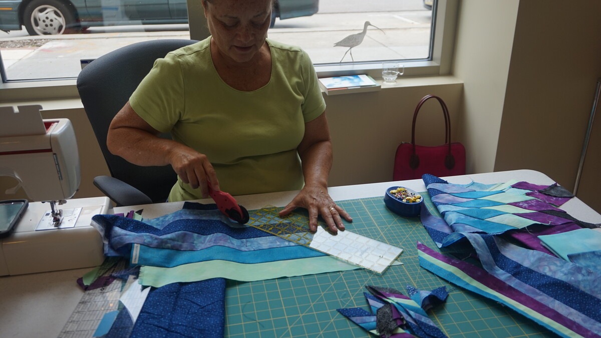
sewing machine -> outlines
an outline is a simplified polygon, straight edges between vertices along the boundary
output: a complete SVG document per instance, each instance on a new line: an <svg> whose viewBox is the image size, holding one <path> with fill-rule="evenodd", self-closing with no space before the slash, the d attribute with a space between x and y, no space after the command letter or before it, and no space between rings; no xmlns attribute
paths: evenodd
<svg viewBox="0 0 601 338"><path fill-rule="evenodd" d="M7 194L22 188L34 201L0 241L0 275L101 264L102 242L90 224L93 216L108 212L110 201L69 200L81 182L71 121L43 120L40 105L17 108L0 107L0 176L18 182Z"/></svg>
● ● ● ● ● ● ●
Instructions for the task: Transcribe the full listing character for character. Pictures are excluded.

Output:
sewing machine -> outlines
an outline is a simplified polygon, straight edges between vertices along the boundary
output: a complete SVG document per instance, each instance on a new line: an <svg> whose viewBox is the image size, holding one <path> with fill-rule="evenodd", self-closing with no space before the slash, the d attribute with a space between x and y, no space after the command letter or before it, and no space between rings; no xmlns attribute
paths: evenodd
<svg viewBox="0 0 601 338"><path fill-rule="evenodd" d="M7 194L22 188L34 201L0 241L0 275L101 264L102 242L90 224L93 216L108 212L110 201L69 200L81 182L71 121L43 120L40 105L17 108L0 107L0 176L18 182Z"/></svg>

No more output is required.